QUESTIONS =>
1: According to the Apple Watch glucose report, what is the code name of Apple's secret glucose-monitoring effort?
2: Carry the Apple Watch glucose report forward from its final sentence.

PROVIDED TEXT =>
***

In a possible groundbreaking new product, Apple Watch could monitor blood glucose with the help of device strapped to the bicep.
Photo: Apple

Apple Watch is well-known as a health tracker, but a new report said a secret project dating back to Steve Jobs’ era — to use the wearable to monitor glucose without pricking the skin to get blood — has made headway recently. And that has major implications.

The secret effort, known as E5, could involve a device that straps to the bicep and works with the watch. If it comes to market, it could disrupt industries and help millions of diabetics.

Report: Apple closing in on continuous blood-glucose monitoring with Apple Watch

Apple’s longtime effort to develop blood-glucose monitoring technology takes places through its Exploratory Design Group (XDG) employing hundreds of engineers, a report by Bloomberg said Wednesday.

“After hitting major milestones recently, the company now believes it could eventually bring glucose monitoring to market, according to people familiar with the effort,” the publication said.

It’s a big deal because so many people would benefit from it. Namely, they are millions of diabetics around the world who currently need to prick their skin to draw blood for testing. Instead, they would be able to use the noninvasive Apple Watch system.

And that will include those who may be pre-diabetic or even unaware of their risk of Type-2 diabetes, which arises when the body stops using insulin as it should.

***

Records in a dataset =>

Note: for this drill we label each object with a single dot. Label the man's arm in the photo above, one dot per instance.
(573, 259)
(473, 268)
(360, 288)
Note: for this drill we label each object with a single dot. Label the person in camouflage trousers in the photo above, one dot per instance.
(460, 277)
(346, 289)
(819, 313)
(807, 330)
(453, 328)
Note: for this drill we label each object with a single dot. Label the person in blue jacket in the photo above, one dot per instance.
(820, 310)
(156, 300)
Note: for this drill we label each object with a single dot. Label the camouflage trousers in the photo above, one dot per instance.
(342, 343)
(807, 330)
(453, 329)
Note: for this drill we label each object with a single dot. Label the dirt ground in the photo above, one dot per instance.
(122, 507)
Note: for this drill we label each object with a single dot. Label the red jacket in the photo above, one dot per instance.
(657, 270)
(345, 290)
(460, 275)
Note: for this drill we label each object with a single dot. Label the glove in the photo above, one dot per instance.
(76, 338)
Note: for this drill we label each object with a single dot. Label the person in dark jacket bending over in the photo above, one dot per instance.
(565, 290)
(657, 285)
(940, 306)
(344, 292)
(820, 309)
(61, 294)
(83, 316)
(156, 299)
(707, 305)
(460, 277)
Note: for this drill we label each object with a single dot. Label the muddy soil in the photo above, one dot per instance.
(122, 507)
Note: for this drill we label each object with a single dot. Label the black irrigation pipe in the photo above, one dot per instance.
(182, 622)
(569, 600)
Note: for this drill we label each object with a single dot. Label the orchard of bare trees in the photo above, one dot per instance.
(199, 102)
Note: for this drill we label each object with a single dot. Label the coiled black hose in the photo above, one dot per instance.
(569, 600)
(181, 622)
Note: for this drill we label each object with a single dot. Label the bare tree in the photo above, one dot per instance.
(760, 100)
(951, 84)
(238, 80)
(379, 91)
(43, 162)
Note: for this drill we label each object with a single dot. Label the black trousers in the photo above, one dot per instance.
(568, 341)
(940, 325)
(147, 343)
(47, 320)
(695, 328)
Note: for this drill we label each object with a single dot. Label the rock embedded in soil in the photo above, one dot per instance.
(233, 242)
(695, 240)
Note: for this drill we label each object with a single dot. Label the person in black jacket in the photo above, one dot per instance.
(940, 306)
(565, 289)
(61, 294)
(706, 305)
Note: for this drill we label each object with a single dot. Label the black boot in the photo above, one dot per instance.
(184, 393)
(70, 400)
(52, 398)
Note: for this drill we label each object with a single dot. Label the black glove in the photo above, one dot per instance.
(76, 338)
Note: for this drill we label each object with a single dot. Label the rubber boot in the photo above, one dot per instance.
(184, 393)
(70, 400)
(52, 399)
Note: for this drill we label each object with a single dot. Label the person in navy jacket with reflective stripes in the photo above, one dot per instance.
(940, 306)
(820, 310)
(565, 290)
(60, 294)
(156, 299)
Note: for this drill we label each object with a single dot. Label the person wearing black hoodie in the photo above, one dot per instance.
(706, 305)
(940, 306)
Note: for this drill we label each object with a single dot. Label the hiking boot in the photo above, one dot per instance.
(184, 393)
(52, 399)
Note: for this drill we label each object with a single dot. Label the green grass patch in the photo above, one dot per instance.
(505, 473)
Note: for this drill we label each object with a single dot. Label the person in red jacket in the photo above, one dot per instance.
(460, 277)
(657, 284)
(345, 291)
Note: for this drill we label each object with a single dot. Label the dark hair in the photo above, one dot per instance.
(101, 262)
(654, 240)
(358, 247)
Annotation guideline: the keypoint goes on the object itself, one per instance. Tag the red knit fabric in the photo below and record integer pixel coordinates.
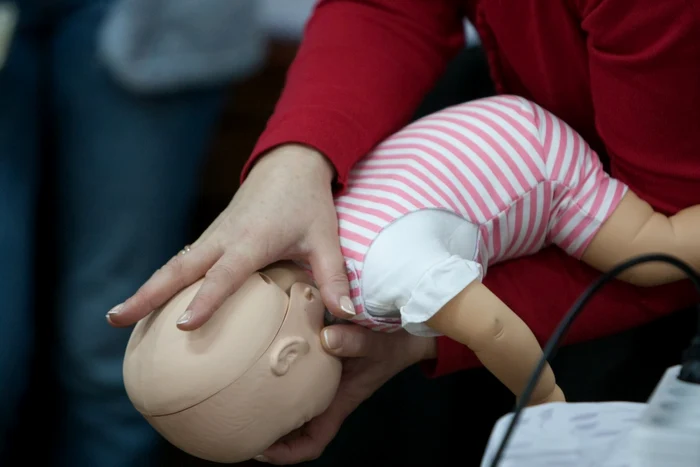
(623, 73)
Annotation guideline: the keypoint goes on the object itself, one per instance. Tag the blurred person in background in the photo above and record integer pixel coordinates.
(114, 103)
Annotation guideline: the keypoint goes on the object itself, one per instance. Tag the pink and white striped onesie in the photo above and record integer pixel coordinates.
(434, 205)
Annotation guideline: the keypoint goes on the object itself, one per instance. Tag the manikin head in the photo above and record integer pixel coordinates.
(253, 373)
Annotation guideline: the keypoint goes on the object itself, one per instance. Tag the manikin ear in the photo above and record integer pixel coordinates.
(285, 352)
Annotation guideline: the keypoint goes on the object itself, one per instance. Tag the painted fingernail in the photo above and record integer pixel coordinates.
(114, 311)
(185, 317)
(347, 306)
(332, 338)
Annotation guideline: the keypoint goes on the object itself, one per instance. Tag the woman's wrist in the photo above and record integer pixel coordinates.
(301, 159)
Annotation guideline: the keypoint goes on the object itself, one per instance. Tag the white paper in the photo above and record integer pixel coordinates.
(567, 434)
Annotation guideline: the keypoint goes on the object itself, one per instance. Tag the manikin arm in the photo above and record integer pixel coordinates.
(499, 338)
(634, 229)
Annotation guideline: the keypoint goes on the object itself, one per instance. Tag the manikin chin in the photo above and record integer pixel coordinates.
(252, 374)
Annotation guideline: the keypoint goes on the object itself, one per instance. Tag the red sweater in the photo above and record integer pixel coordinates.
(623, 73)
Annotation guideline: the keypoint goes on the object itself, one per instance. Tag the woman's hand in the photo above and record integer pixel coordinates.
(283, 210)
(372, 359)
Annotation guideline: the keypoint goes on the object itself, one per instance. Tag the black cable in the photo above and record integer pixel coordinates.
(691, 367)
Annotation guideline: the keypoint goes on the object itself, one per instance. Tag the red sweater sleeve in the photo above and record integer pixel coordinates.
(644, 62)
(361, 71)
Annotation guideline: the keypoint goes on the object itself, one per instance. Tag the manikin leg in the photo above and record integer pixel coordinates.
(499, 338)
(634, 229)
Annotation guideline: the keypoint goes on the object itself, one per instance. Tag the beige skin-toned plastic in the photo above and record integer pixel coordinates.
(256, 371)
(252, 374)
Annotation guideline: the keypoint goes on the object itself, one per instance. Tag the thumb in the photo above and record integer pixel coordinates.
(328, 268)
(349, 340)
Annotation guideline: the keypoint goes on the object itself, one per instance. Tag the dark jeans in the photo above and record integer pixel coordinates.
(414, 421)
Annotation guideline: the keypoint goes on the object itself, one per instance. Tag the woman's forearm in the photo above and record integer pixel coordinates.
(361, 71)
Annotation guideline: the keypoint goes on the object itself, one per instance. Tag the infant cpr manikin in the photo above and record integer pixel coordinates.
(252, 374)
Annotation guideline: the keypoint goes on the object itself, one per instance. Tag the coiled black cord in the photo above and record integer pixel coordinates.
(690, 370)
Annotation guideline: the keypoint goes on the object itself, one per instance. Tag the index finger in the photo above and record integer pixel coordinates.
(180, 272)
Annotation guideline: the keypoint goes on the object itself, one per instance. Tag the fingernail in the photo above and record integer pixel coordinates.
(347, 306)
(114, 311)
(185, 317)
(332, 338)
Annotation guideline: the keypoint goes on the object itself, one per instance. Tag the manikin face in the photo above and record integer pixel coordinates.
(251, 375)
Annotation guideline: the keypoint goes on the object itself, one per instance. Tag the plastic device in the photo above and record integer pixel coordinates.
(668, 432)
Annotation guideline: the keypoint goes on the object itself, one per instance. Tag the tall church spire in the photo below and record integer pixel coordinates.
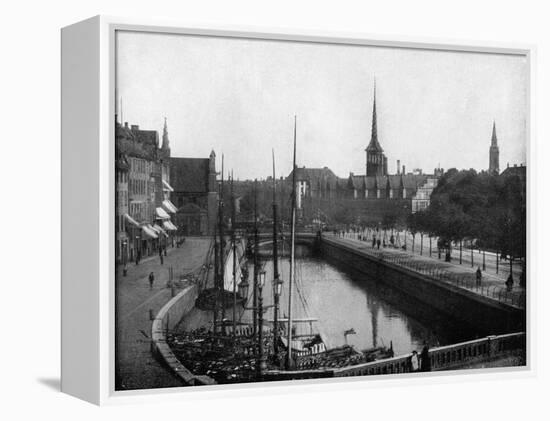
(494, 167)
(374, 145)
(377, 164)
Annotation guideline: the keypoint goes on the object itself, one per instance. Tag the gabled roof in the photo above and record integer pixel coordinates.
(357, 181)
(413, 181)
(395, 181)
(342, 183)
(370, 182)
(381, 182)
(312, 174)
(189, 175)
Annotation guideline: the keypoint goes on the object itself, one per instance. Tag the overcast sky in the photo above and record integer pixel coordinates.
(239, 97)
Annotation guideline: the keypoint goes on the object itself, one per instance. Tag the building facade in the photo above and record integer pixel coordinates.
(143, 221)
(195, 194)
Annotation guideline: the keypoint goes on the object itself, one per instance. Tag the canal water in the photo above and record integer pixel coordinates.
(341, 300)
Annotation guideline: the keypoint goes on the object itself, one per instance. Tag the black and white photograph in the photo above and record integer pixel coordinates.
(291, 210)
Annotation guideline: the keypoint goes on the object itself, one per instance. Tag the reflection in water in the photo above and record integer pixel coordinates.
(342, 301)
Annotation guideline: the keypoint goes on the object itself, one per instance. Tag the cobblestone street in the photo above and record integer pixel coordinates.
(135, 300)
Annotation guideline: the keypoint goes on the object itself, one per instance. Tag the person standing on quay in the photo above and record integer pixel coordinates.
(425, 360)
(413, 362)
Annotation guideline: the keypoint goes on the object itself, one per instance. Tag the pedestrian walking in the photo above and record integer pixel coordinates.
(425, 360)
(414, 363)
(509, 283)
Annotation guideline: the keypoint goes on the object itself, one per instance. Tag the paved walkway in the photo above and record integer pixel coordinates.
(135, 366)
(492, 285)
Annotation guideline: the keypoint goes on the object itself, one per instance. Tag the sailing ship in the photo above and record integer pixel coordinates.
(266, 349)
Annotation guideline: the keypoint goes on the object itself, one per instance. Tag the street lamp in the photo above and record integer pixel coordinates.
(243, 289)
(278, 287)
(262, 361)
(261, 280)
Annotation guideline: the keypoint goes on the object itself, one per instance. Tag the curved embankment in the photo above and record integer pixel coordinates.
(169, 316)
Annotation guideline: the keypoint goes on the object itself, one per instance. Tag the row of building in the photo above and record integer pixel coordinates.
(158, 198)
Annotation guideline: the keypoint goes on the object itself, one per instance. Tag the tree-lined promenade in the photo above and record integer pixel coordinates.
(474, 219)
(485, 212)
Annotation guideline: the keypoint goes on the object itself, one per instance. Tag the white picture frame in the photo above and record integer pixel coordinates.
(88, 110)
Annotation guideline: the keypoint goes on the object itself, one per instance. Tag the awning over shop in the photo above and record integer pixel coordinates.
(168, 225)
(149, 231)
(169, 206)
(159, 230)
(131, 220)
(161, 214)
(166, 186)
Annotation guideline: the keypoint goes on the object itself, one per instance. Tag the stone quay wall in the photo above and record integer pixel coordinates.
(484, 314)
(167, 318)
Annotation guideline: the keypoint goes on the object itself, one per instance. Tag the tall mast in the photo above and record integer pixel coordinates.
(291, 275)
(233, 242)
(275, 266)
(222, 264)
(256, 268)
(216, 281)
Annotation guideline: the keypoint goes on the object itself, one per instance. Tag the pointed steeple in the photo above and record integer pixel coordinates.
(165, 140)
(494, 167)
(374, 145)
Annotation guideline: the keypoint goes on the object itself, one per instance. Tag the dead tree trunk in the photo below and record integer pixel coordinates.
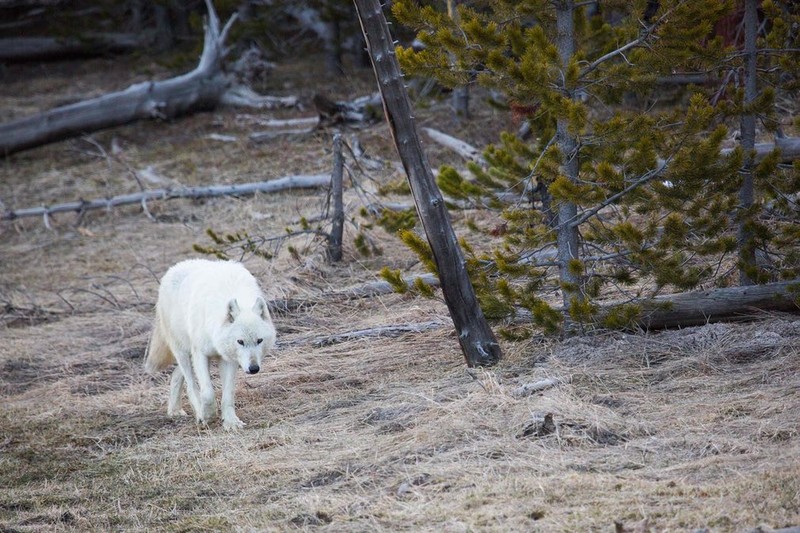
(567, 236)
(478, 343)
(337, 225)
(201, 88)
(744, 238)
(206, 87)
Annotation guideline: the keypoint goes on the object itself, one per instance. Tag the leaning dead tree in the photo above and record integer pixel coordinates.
(205, 87)
(478, 343)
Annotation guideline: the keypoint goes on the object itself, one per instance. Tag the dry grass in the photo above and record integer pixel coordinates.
(689, 429)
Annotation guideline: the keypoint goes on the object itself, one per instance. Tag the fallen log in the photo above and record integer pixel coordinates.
(380, 331)
(288, 182)
(698, 308)
(729, 304)
(788, 146)
(366, 290)
(530, 388)
(465, 150)
(362, 109)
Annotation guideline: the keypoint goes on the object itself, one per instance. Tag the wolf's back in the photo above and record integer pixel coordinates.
(159, 356)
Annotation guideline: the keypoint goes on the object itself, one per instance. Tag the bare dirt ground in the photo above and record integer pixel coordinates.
(677, 431)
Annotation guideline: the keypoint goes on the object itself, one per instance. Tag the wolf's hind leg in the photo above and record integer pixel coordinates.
(175, 386)
(227, 372)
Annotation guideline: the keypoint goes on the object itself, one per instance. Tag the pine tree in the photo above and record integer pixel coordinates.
(630, 193)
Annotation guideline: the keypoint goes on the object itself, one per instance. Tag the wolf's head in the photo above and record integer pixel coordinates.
(249, 334)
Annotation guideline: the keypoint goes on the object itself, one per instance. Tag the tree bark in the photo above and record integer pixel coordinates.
(478, 343)
(567, 236)
(744, 237)
(200, 89)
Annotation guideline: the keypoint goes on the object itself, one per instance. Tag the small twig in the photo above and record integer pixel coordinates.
(529, 388)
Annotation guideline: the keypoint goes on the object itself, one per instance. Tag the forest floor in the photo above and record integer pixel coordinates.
(674, 431)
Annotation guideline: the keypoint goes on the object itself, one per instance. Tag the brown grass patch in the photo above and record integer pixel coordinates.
(690, 429)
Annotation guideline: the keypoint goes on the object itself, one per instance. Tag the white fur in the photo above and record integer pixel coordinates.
(208, 310)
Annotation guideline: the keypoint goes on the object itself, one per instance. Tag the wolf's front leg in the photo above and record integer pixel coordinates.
(184, 359)
(175, 386)
(227, 372)
(206, 401)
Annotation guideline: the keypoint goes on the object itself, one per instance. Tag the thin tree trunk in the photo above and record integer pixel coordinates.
(460, 96)
(478, 343)
(567, 237)
(337, 226)
(747, 252)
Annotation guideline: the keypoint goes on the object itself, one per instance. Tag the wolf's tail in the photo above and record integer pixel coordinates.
(159, 356)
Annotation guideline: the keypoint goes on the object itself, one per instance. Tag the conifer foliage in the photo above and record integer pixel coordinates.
(622, 188)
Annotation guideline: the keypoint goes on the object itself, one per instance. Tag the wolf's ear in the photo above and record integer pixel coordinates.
(233, 310)
(260, 308)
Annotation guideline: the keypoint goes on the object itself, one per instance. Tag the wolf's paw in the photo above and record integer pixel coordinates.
(207, 411)
(232, 423)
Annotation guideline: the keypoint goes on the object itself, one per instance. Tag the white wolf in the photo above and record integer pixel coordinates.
(208, 310)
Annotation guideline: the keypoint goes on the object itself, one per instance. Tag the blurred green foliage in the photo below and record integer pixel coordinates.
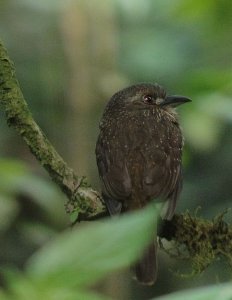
(70, 58)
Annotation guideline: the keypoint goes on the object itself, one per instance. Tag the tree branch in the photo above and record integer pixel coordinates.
(82, 198)
(199, 240)
(204, 240)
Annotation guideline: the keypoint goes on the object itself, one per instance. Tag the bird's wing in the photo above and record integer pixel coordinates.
(163, 177)
(116, 183)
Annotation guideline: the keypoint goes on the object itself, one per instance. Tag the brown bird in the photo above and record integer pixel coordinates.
(138, 153)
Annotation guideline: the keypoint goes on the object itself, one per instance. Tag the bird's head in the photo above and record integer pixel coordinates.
(145, 95)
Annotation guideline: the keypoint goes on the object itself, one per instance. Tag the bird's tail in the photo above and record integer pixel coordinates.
(145, 269)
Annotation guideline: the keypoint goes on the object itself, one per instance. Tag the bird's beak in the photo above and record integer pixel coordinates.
(175, 100)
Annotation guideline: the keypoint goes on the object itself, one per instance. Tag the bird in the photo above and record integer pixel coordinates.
(139, 158)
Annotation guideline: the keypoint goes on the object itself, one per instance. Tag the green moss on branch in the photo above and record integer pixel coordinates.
(82, 198)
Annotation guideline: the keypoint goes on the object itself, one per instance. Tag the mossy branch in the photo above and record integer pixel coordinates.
(204, 240)
(199, 240)
(81, 197)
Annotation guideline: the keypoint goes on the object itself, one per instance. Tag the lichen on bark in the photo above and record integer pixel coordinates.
(81, 197)
(203, 240)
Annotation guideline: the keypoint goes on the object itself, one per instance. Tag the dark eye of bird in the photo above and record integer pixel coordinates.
(148, 99)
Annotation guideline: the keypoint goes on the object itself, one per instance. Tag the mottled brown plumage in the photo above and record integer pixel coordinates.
(138, 154)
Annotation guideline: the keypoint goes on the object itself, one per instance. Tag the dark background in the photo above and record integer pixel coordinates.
(70, 57)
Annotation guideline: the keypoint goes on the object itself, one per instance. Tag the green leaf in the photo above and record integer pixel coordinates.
(84, 255)
(215, 292)
(20, 287)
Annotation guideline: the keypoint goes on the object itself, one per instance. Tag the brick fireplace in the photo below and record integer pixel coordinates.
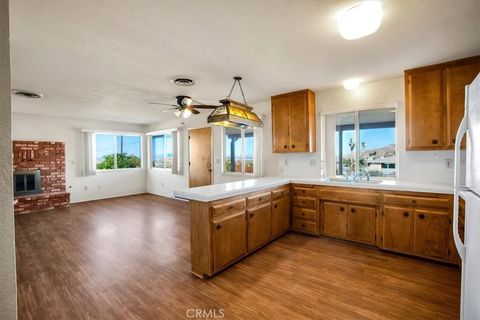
(49, 159)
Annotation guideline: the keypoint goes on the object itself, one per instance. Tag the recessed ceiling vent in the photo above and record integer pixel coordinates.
(27, 94)
(183, 82)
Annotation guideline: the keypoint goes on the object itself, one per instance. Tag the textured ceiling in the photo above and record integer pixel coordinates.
(104, 59)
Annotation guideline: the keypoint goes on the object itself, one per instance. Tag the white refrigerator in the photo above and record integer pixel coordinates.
(469, 250)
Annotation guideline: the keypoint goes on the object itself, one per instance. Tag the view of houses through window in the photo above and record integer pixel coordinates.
(238, 150)
(115, 151)
(374, 154)
(162, 151)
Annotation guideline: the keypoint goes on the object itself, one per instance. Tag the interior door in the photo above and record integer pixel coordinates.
(280, 124)
(299, 123)
(229, 239)
(431, 233)
(398, 228)
(200, 157)
(335, 219)
(361, 224)
(259, 225)
(425, 110)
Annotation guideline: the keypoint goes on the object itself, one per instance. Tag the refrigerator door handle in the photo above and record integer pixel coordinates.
(456, 184)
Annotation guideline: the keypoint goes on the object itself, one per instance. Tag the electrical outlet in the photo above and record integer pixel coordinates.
(448, 164)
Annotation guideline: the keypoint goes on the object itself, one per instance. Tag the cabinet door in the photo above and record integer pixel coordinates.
(456, 78)
(431, 233)
(299, 139)
(361, 224)
(280, 216)
(335, 219)
(259, 225)
(398, 228)
(229, 239)
(280, 124)
(425, 120)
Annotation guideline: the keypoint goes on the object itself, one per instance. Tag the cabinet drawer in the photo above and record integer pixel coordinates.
(307, 214)
(304, 202)
(228, 207)
(303, 191)
(258, 198)
(304, 225)
(279, 193)
(442, 203)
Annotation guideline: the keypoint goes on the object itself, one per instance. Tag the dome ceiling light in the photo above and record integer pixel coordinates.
(360, 20)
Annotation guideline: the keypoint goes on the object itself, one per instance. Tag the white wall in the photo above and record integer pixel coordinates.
(8, 296)
(417, 166)
(104, 184)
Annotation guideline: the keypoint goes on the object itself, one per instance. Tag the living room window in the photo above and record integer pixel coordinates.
(162, 151)
(117, 151)
(365, 143)
(239, 151)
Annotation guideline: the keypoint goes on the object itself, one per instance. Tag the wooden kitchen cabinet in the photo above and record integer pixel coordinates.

***

ANSWERS TO THE TASKS =>
1: E5.

2:
System uses lasers

The system relies on Apple-designed silicon photonics chips and sensors. Bloomberg described how the new system would work:

Apple is taking a different approach, using a chip technology known as silicon photonics and a measurement process called optical absorption spectroscopy. The system uses lasers to emit specific wavelengths of light into an area below the skin where there is interstitial fluid — substances that leak out of capillaries — that can be absorbed by glucose. The light is then reflected back to the sensor in a way that indicates the concentration of glucose. An algorithm then determines a person’s blood glucose level.

The project has seen 12 years in development and recent testing on hundreds of subjects. Now it “is considered to be in the proof-of-concept stage,” Bloomberg‘s confidential sources noted.

Efforts to make a such a system viable involve reducing its size. Engineers are working on an iPhone-sized device prototype that straps to a person’s bicep. Previously, it was a tabletop device.

Along the way, rumors arose that glucose monitoring would come with new Apple products, like Apple Watch 8 equipped with special sensors. They proved untrue.

‘Moonshot goal’

Bloomberg described Apple’s glucose-monitoring efforts as a “moonshot-style project” and a “moonshot goal.” That’s because many others have tried over time to accomplish it and failed. That included Google’s aborted 4-year effort to do it through contact lenses.

Apparently Apple brass figured the company was well-suited to the task, what with its hardware brilliance and massive cash reserves. CEO Tim Cook, COO Jeff Williams and Apple Watch hardware chief Eugene Kim have all involved themselves in it, with hundreds of millions of dollars spent, Bloomberg‘s sources said.

But the goal itself dates back about a dozen years to Steve Jobs. He directed Apple to buy a startup named RareLight in 2010, amid his own struggles with pancreatic cancer. It took his life in 2011.

The small company worked on noninvasive glucose monitoring. Then it became part of a secret Apple project under the auspices of Avolonte Health, headquartered about a dozen miles from Apple HQ. That kept it under wraps for a while.

But Avolonte dissolved in 2015 with the departure of Apple veteran Michael Hillman, and the work transferred to XDG.